Exercise:
All that is wanted is the exact lines from the one with "Spot the man in blue" through the last line of the entries, with both ends kept and every picture left out.

#####

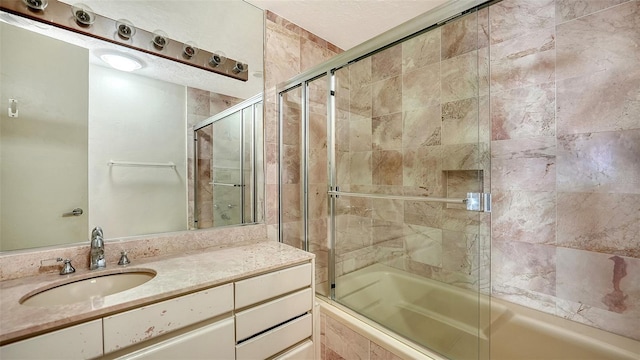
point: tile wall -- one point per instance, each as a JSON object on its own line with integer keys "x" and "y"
{"x": 537, "y": 102}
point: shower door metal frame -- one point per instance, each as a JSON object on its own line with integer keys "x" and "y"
{"x": 248, "y": 103}
{"x": 414, "y": 27}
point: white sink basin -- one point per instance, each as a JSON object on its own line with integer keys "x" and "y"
{"x": 91, "y": 288}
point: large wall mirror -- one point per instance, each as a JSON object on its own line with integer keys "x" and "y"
{"x": 84, "y": 145}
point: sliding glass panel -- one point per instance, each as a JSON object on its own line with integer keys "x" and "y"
{"x": 291, "y": 171}
{"x": 226, "y": 170}
{"x": 317, "y": 180}
{"x": 408, "y": 127}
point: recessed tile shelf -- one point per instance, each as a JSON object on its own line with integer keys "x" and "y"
{"x": 59, "y": 14}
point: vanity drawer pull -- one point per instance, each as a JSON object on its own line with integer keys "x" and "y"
{"x": 265, "y": 316}
{"x": 264, "y": 287}
{"x": 276, "y": 340}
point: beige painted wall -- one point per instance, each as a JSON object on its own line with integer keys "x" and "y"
{"x": 44, "y": 148}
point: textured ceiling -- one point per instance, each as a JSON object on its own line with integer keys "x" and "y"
{"x": 347, "y": 23}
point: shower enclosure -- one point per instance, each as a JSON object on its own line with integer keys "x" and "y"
{"x": 225, "y": 166}
{"x": 384, "y": 175}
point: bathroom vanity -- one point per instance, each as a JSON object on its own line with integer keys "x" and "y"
{"x": 247, "y": 302}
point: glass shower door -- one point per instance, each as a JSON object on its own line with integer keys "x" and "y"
{"x": 410, "y": 143}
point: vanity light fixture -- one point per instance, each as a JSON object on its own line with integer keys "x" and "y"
{"x": 83, "y": 14}
{"x": 36, "y": 5}
{"x": 190, "y": 49}
{"x": 240, "y": 67}
{"x": 125, "y": 29}
{"x": 121, "y": 61}
{"x": 160, "y": 39}
{"x": 218, "y": 58}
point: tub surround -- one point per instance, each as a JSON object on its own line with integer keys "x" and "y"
{"x": 177, "y": 274}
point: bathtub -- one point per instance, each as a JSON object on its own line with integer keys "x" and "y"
{"x": 460, "y": 324}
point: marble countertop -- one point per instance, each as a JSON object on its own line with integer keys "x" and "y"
{"x": 176, "y": 274}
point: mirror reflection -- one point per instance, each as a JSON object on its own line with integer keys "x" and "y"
{"x": 89, "y": 145}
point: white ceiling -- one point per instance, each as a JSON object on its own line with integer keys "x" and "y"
{"x": 347, "y": 23}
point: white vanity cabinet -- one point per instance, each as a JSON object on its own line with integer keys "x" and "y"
{"x": 83, "y": 341}
{"x": 273, "y": 314}
{"x": 268, "y": 316}
{"x": 193, "y": 326}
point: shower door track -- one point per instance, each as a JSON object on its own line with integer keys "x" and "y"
{"x": 400, "y": 197}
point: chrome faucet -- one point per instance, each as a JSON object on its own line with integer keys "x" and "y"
{"x": 97, "y": 260}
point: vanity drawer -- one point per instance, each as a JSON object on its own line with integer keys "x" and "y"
{"x": 82, "y": 341}
{"x": 264, "y": 287}
{"x": 265, "y": 316}
{"x": 276, "y": 340}
{"x": 137, "y": 325}
{"x": 304, "y": 351}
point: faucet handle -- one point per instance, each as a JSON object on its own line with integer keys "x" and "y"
{"x": 66, "y": 268}
{"x": 97, "y": 231}
{"x": 124, "y": 260}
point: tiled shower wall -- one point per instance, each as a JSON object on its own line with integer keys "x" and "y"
{"x": 290, "y": 50}
{"x": 565, "y": 159}
{"x": 544, "y": 92}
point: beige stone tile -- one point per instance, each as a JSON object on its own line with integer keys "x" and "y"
{"x": 613, "y": 95}
{"x": 387, "y": 96}
{"x": 465, "y": 156}
{"x": 387, "y": 167}
{"x": 605, "y": 40}
{"x": 587, "y": 277}
{"x": 460, "y": 122}
{"x": 600, "y": 222}
{"x": 386, "y": 132}
{"x": 312, "y": 54}
{"x": 510, "y": 19}
{"x": 524, "y": 216}
{"x": 523, "y": 112}
{"x": 523, "y": 61}
{"x": 291, "y": 204}
{"x": 460, "y": 36}
{"x": 292, "y": 234}
{"x": 530, "y": 267}
{"x": 197, "y": 102}
{"x": 611, "y": 321}
{"x": 359, "y": 73}
{"x": 360, "y": 133}
{"x": 421, "y": 50}
{"x": 423, "y": 244}
{"x": 390, "y": 210}
{"x": 361, "y": 101}
{"x": 317, "y": 160}
{"x": 388, "y": 232}
{"x": 291, "y": 165}
{"x": 607, "y": 162}
{"x": 422, "y": 127}
{"x": 380, "y": 353}
{"x": 459, "y": 77}
{"x": 461, "y": 220}
{"x": 571, "y": 9}
{"x": 360, "y": 169}
{"x": 421, "y": 88}
{"x": 423, "y": 213}
{"x": 483, "y": 28}
{"x": 282, "y": 54}
{"x": 317, "y": 201}
{"x": 423, "y": 169}
{"x": 524, "y": 164}
{"x": 386, "y": 64}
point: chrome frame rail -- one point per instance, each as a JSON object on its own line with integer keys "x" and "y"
{"x": 399, "y": 197}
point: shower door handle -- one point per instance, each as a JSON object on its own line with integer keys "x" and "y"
{"x": 74, "y": 212}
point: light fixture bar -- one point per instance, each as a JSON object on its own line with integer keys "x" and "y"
{"x": 59, "y": 14}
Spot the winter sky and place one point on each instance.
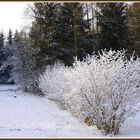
(12, 15)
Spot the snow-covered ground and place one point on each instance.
(25, 115)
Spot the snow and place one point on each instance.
(26, 115)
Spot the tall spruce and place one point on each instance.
(10, 37)
(113, 25)
(72, 32)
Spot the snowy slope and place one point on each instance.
(25, 115)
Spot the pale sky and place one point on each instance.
(12, 16)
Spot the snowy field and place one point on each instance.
(25, 115)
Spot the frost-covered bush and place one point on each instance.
(54, 82)
(25, 72)
(104, 89)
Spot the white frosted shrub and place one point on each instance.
(103, 89)
(54, 82)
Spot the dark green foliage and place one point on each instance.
(10, 37)
(113, 25)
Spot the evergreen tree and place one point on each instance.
(1, 40)
(134, 28)
(10, 37)
(113, 25)
(72, 32)
(42, 30)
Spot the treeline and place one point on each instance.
(65, 32)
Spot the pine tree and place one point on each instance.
(113, 25)
(71, 32)
(42, 30)
(1, 40)
(10, 37)
(134, 28)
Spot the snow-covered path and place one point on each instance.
(26, 115)
(23, 115)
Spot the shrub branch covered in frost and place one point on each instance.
(104, 88)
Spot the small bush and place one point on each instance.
(104, 88)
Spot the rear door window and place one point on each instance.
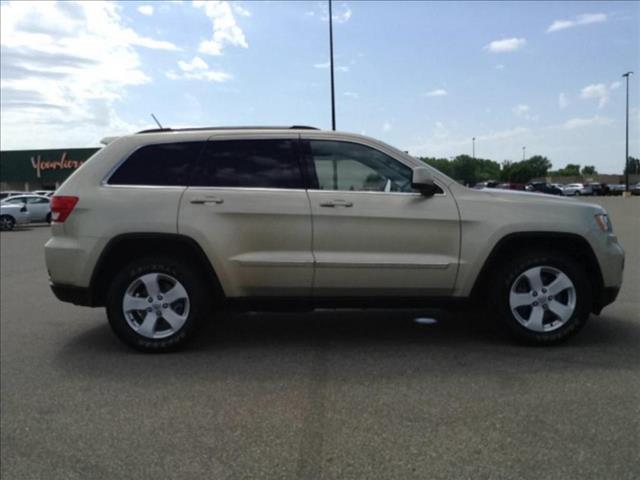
(167, 164)
(269, 163)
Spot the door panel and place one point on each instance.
(259, 240)
(248, 209)
(384, 244)
(372, 234)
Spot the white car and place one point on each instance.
(12, 215)
(166, 227)
(39, 206)
(577, 189)
(46, 193)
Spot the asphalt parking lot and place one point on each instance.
(310, 396)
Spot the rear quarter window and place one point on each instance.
(167, 164)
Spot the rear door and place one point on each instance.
(248, 208)
(372, 234)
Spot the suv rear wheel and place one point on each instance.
(542, 298)
(155, 304)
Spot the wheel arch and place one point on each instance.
(572, 244)
(124, 248)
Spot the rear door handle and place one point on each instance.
(336, 203)
(202, 201)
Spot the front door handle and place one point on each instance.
(336, 203)
(202, 201)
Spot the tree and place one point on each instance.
(571, 170)
(525, 170)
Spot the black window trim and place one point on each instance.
(310, 169)
(297, 153)
(122, 161)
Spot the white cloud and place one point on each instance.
(197, 69)
(343, 16)
(504, 134)
(596, 120)
(146, 10)
(195, 64)
(585, 19)
(437, 93)
(64, 68)
(506, 45)
(521, 110)
(240, 10)
(225, 29)
(562, 101)
(597, 91)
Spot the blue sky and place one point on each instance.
(425, 77)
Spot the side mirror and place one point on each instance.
(423, 181)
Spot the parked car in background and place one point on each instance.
(616, 189)
(12, 215)
(598, 189)
(10, 193)
(511, 186)
(46, 193)
(39, 206)
(543, 187)
(487, 184)
(577, 189)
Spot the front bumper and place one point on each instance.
(72, 294)
(607, 296)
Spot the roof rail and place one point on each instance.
(196, 129)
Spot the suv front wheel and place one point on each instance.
(155, 304)
(542, 298)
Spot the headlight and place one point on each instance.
(603, 222)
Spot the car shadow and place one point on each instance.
(381, 343)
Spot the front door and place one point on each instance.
(248, 209)
(373, 235)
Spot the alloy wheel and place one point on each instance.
(542, 299)
(156, 305)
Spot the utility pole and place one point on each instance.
(626, 151)
(333, 96)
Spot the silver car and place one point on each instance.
(577, 189)
(39, 206)
(12, 215)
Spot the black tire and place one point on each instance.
(181, 271)
(509, 273)
(7, 222)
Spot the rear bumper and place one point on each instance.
(72, 294)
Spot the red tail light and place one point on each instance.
(61, 207)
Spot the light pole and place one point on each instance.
(333, 96)
(626, 151)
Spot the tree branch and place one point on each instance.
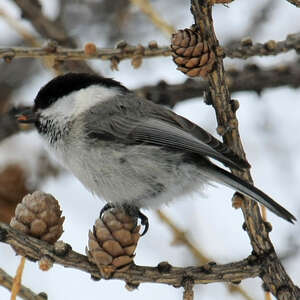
(245, 50)
(35, 249)
(25, 293)
(274, 276)
(53, 30)
(250, 78)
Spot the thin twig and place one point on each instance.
(188, 293)
(146, 7)
(25, 293)
(243, 51)
(250, 78)
(52, 30)
(274, 275)
(181, 236)
(36, 249)
(18, 279)
(295, 2)
(21, 30)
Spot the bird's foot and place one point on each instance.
(132, 211)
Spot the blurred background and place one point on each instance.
(269, 126)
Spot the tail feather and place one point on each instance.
(228, 179)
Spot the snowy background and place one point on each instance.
(269, 127)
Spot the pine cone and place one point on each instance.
(39, 215)
(113, 241)
(191, 53)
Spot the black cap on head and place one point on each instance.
(65, 84)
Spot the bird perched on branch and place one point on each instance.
(129, 151)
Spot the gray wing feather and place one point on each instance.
(138, 120)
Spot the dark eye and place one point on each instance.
(123, 108)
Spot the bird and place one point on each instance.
(129, 151)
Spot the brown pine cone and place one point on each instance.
(191, 53)
(39, 215)
(113, 241)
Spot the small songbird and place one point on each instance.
(129, 151)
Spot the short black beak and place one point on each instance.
(27, 116)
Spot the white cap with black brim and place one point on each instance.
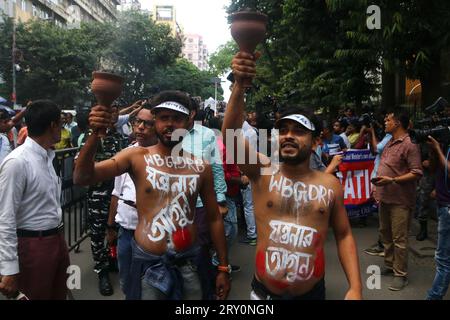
(172, 105)
(299, 118)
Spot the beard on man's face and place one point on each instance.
(168, 142)
(303, 153)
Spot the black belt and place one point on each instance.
(38, 234)
(316, 293)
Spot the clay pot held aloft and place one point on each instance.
(248, 29)
(106, 87)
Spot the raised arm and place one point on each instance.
(244, 155)
(87, 171)
(346, 245)
(216, 229)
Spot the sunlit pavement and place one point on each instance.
(420, 279)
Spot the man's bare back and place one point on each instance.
(292, 219)
(166, 192)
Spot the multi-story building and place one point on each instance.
(195, 50)
(129, 5)
(166, 14)
(61, 12)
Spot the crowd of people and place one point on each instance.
(165, 189)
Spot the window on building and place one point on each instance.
(164, 13)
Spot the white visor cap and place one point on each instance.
(304, 121)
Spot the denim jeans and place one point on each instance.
(249, 213)
(230, 226)
(124, 254)
(442, 257)
(192, 289)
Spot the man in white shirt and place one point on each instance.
(69, 121)
(250, 134)
(33, 253)
(123, 201)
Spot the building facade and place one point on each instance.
(195, 50)
(61, 12)
(166, 14)
(129, 5)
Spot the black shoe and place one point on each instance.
(113, 265)
(375, 251)
(104, 284)
(250, 241)
(235, 268)
(423, 233)
(387, 271)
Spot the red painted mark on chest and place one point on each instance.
(260, 264)
(319, 263)
(182, 239)
(317, 239)
(261, 271)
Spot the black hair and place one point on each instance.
(40, 115)
(4, 115)
(173, 95)
(296, 109)
(350, 109)
(82, 120)
(215, 123)
(356, 124)
(327, 124)
(342, 122)
(400, 116)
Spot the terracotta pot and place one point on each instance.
(106, 87)
(248, 29)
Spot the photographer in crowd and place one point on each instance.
(400, 168)
(439, 164)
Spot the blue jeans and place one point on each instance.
(230, 226)
(124, 255)
(230, 222)
(442, 257)
(249, 213)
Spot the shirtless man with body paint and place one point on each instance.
(294, 205)
(167, 187)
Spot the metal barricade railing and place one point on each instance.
(73, 200)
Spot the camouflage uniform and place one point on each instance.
(99, 199)
(425, 205)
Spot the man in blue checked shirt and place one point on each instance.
(201, 142)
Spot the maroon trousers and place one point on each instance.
(43, 266)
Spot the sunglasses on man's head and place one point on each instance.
(147, 123)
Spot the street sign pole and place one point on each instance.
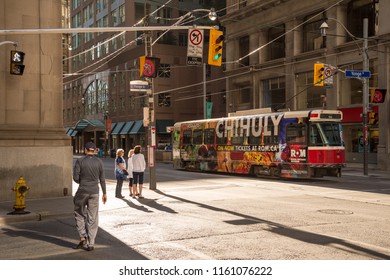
(365, 96)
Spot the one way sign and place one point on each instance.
(195, 47)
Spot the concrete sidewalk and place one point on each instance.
(56, 207)
(46, 208)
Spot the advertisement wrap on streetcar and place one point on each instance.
(293, 144)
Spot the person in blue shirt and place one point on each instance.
(88, 172)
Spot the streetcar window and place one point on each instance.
(197, 137)
(187, 136)
(332, 133)
(221, 140)
(209, 136)
(252, 140)
(296, 134)
(315, 136)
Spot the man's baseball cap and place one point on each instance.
(90, 146)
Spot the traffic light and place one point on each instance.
(148, 66)
(16, 65)
(378, 95)
(215, 47)
(319, 74)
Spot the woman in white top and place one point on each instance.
(139, 166)
(120, 166)
(133, 189)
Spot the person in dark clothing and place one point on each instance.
(88, 172)
(120, 168)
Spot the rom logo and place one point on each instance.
(301, 153)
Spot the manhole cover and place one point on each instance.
(335, 212)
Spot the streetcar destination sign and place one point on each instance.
(357, 74)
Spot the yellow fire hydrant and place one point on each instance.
(20, 190)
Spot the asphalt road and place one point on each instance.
(199, 216)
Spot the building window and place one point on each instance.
(244, 50)
(351, 90)
(242, 3)
(164, 70)
(75, 4)
(122, 14)
(274, 93)
(244, 96)
(278, 46)
(164, 100)
(139, 11)
(102, 96)
(183, 39)
(90, 99)
(358, 10)
(312, 39)
(164, 16)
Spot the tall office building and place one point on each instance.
(97, 94)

#####

Answer space:
Spot the man in blue checked shirt and place one point on each instance.
(201, 142)
Spot the maroon trousers and place one point on each instance.
(43, 266)
Spot the sunglasses on man's head and place one point on each instance.
(147, 123)
Spot the street sign pole and place one point on each instance.
(365, 96)
Spot the one way sign and place one point on each instance.
(195, 47)
Spot the concrete sidewalk and place one point on each instance.
(56, 207)
(46, 208)
Spot the advertisement wrap on streetcar and place one point on each instance.
(293, 144)
Spot the person in blue shirt and place one point on each instance.
(88, 172)
Spot the streetcar window and place one point on each instance.
(197, 137)
(187, 136)
(332, 133)
(221, 140)
(209, 136)
(252, 140)
(296, 134)
(315, 136)
Spot the man's baseball cap and place one point on each instance.
(90, 146)
Spot the traffic light and place one point on each instance.
(148, 66)
(16, 65)
(378, 95)
(215, 47)
(319, 74)
Spot the woman in white top and place one point on each instance.
(139, 166)
(120, 166)
(133, 189)
Spot the person in dark clothing and place one point on each instance.
(88, 172)
(120, 168)
Spot the rom logo and place one point on each instance.
(301, 153)
Spot the manhole cover and place one point on each instance.
(335, 212)
Spot the streetcar destination sign and place one point on each instance.
(357, 74)
Spot the yellow fire hydrant and place one point on each instance.
(20, 190)
Spot the asphalt road and place one point on each instance.
(199, 216)
Spot the building window and place one point on each instance.
(244, 50)
(351, 90)
(242, 3)
(164, 70)
(75, 4)
(122, 14)
(274, 93)
(244, 96)
(278, 46)
(164, 100)
(139, 11)
(102, 96)
(183, 39)
(90, 99)
(358, 10)
(312, 39)
(164, 16)
Spot the tall office building and place one point on each instance.
(97, 94)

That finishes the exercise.